**Exercise description**
Please print all the lines below exactly as they are written.

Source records
════════════════════

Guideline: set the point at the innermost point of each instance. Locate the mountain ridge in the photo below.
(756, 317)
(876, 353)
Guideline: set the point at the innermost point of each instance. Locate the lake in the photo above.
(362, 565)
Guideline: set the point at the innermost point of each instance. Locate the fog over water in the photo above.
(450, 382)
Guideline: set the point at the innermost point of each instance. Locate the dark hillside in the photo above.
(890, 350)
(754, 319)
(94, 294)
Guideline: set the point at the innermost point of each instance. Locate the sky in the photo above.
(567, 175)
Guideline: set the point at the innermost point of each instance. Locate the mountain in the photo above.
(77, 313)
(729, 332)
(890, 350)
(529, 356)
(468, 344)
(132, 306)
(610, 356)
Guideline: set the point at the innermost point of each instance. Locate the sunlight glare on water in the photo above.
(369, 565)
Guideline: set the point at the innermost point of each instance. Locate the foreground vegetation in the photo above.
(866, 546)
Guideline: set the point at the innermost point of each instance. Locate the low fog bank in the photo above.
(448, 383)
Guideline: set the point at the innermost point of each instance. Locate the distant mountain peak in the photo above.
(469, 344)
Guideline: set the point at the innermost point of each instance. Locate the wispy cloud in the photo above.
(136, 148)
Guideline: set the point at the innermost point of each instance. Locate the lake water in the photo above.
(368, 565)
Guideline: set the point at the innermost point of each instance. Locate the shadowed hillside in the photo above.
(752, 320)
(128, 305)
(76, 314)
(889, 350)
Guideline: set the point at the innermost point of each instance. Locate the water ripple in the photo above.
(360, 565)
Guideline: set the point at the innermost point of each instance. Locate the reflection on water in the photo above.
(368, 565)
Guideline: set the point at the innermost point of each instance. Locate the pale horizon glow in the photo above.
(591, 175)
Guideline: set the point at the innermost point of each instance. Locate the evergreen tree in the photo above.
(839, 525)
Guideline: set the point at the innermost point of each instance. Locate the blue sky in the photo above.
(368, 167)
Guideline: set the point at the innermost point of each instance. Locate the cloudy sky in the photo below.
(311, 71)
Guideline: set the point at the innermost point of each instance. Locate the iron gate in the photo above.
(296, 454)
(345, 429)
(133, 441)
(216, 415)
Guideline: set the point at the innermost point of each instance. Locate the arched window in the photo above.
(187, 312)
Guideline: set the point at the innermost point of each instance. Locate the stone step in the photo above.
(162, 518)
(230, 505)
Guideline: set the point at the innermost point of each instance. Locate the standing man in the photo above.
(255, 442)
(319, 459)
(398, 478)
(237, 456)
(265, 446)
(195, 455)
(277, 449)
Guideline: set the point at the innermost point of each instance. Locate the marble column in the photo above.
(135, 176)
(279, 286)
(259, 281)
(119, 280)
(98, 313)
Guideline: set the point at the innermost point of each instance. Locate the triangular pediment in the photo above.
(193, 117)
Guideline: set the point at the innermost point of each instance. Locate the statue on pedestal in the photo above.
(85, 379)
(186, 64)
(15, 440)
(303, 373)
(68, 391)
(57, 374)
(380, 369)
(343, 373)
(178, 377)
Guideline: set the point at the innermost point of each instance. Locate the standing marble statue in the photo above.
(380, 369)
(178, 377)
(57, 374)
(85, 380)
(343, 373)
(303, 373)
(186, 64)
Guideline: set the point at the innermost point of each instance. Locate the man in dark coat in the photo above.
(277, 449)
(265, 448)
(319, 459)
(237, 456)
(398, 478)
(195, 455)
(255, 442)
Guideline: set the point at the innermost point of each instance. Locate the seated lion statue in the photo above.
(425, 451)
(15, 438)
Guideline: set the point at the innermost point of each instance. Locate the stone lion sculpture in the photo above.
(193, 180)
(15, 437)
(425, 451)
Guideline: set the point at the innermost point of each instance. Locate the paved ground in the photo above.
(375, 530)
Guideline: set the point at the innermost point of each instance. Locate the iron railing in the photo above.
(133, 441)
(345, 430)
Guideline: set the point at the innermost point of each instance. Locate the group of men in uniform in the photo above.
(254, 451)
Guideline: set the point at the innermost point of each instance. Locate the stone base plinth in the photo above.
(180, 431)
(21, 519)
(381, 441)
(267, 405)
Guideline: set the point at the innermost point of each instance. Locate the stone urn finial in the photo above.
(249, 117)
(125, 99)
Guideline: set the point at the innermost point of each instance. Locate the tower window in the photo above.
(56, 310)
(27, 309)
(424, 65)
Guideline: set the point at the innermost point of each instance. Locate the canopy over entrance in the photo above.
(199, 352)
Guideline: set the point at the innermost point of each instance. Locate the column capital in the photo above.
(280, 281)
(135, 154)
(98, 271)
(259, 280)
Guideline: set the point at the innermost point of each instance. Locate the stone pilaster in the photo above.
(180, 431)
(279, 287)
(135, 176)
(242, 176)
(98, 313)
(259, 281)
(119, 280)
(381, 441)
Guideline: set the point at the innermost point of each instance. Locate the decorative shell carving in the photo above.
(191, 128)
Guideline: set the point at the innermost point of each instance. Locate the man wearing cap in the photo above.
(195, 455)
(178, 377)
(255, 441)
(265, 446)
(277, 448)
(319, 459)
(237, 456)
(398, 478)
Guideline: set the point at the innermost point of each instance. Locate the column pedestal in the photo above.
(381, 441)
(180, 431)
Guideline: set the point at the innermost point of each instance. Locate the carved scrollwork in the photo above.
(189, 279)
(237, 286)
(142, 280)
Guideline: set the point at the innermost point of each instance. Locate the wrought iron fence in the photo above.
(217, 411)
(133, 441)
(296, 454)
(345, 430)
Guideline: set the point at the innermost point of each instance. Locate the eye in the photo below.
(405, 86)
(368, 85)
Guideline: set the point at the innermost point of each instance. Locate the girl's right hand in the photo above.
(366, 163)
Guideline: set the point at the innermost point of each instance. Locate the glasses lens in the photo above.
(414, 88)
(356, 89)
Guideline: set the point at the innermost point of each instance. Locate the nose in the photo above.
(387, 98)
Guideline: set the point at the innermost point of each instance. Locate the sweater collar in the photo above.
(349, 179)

════════════════════

**Solution to this problem**
Guideline: set the point at the innermost point of each instance. Locate the mountain ridge in the photo below.
(756, 317)
(876, 353)
Guideline: set the point at the innermost point of each instance. Locate the lake in the photo above.
(362, 565)
Guideline: set the point at the innermost point of each instance. Locate the fog over water in the photo above.
(450, 382)
Guideline: set the point at the innermost point of each instance. Locate the dark hillside in the photo above.
(890, 350)
(754, 319)
(94, 294)
Guideline: set the point at the innermost point of each instance. Locate the sky in the photo above.
(567, 175)
Guideline: set the point at the innermost point of each instance. Locate the mountain in the photo above.
(77, 313)
(729, 332)
(890, 350)
(529, 356)
(468, 344)
(132, 306)
(610, 356)
Guideline: set the point at the innermost point of each instance. Locate the sunlight glare on water in the photo above.
(369, 565)
Guideline: set the point at the innermost point of each instance. Locate the foreground vegetation in the photo above.
(866, 546)
Guideline: set the point at the innermost point of each instance. Locate the low fog bank in the photo above.
(448, 383)
Guideline: set the point at the innermost point of each instance. Locate the distant mountain peak in the photo above.
(469, 344)
Guideline: set the point at the innermost point of each instance. Locate the wispy cloud in the photo above.
(136, 148)
Guideline: set the point at the innermost point of each instance. Locate the lake water in the photo above.
(368, 565)
Guideline: set the point at the innermost point of each instance. Locate the shadowed hillside in the photo above.
(752, 320)
(128, 305)
(76, 314)
(889, 350)
Guideline: set the point at the innermost point of each instance. Locate the water ripple in the photo above.
(360, 565)
Guideline: set the point at the innermost point of each instance. Locate the reflection on water in the photo above.
(368, 565)
Guideline: set the point at the innermost point of each instance. Locate the pale horizon glow in the photo above.
(591, 175)
Guideline: set the point at the innermost point of each instance. Locate the evergreen tree in the photo above.
(839, 525)
Guideline: set the point at the innermost point of each instance. Locate the blue sky in the photo above.
(368, 167)
Guideline: set the point at the innermost point of each instance. Locate the cloudy sky in the photo below.
(311, 71)
Guideline: set the point at the innermost point of each instance. Locate the iron gate in the photo above.
(296, 454)
(345, 429)
(133, 441)
(216, 415)
Guideline: set the point at the innermost point of each instance. Locate the arched window in the photo above.
(187, 312)
Guideline: set the point at the innermost point of each instance. Locate the stone step in the photo above.
(162, 518)
(230, 505)
Guideline: set the point at the innermost point of each instance. Locate the standing man in the photo above.
(255, 442)
(319, 459)
(398, 478)
(237, 456)
(265, 446)
(195, 455)
(277, 449)
Guideline: set the point at the innermost point of each instance. Locate the marble column in the photo above.
(135, 176)
(279, 286)
(259, 281)
(119, 280)
(98, 313)
Guideline: set the point at the innermost point of each instance. Locate the triangular pediment in the photo above.
(193, 117)
Guideline: set the point at the innermost point of each instance. Locate the statue on pedestal in the photo above.
(85, 379)
(186, 64)
(15, 440)
(303, 373)
(68, 391)
(57, 374)
(380, 369)
(343, 373)
(178, 377)
Guideline: set the point at the innermost point of each instance. Locate the standing marble statue in the photo above.
(380, 369)
(178, 377)
(57, 374)
(85, 380)
(343, 373)
(303, 373)
(186, 64)
Guideline: set the point at the innermost point of each instance. Locate the man in dark coat in the photo above.
(277, 449)
(265, 448)
(319, 459)
(237, 456)
(398, 478)
(195, 455)
(255, 442)
Guideline: set the point at the innermost point of each instance. Locate the seated lion statue in the photo above.
(425, 451)
(15, 438)
Guideline: set the point at the innermost point of each instance. Locate the stone lion sculpture in the photo above.
(193, 180)
(15, 437)
(425, 451)
Guideline: set the point at the innermost point of each instance. Locate the paved ground in the photo above.
(375, 530)
Guideline: set the point at the innermost point of each instance. Locate the iron railing in the photo above.
(133, 441)
(345, 430)
Guideline: set the point at the innermost point of each instance. Locate the group of men in uniform in the photo above.
(254, 451)
Guideline: set the point at the innermost point of each instance. Locate the stone base plinth in the photo above.
(180, 431)
(21, 519)
(381, 441)
(267, 405)
Guideline: set the point at the innermost point of each instance. Locate the stone urn finial in the photo above.
(249, 117)
(125, 99)
Guideline: set the point at the innermost point of each instance. Locate the tower window in the photo above.
(56, 310)
(27, 309)
(424, 65)
Guideline: set the point at the innermost point of each instance. Locate the canopy over entrance in the photo above.
(199, 352)
Guideline: set the point at the innermost point of each instance. Locate the column capital in the photo above.
(280, 281)
(135, 154)
(98, 271)
(259, 280)
Guideline: set the point at the innermost point of each instance. Locate the stone pilaster in the photo above.
(180, 431)
(279, 287)
(135, 176)
(242, 176)
(98, 313)
(259, 281)
(119, 280)
(381, 441)
Guideline: set the point at the innermost point of each instance. Locate the decorative shell carving in the photo above.
(191, 128)
Guideline: set the point at the innermost point of each instance. Locate the man wearing cap in the photo above.
(195, 455)
(178, 377)
(255, 441)
(265, 446)
(277, 448)
(319, 459)
(237, 456)
(398, 478)
Guideline: set the point at the innermost point of each instance. Locate the column pedestal in the photo above.
(381, 441)
(180, 431)
Guideline: set the point at the innermost point of each instance. Locate the carved scrollwork in the photo above.
(189, 279)
(237, 286)
(142, 280)
Guideline: set the point at the innermost point of each instance. Locate the wrought iron fence in the photo above.
(217, 411)
(133, 441)
(296, 454)
(345, 430)
Guideline: set the point at the innermost point of each instance. Locate the eye in the photo below.
(405, 86)
(368, 85)
Guideline: set the point at the innermost point of each instance. Locate the girl's right hand in the photo above.
(366, 163)
Guideline: set the point at the innermost point of each instance. Locate the glasses lens in the photo above.
(414, 88)
(356, 89)
Guideline: set the point at the innermost point of each instance. Locate the nose in the photo above.
(387, 98)
Guideline: set the point at the innermost point of each instance. Locate the sweater collar in the photo above.
(349, 179)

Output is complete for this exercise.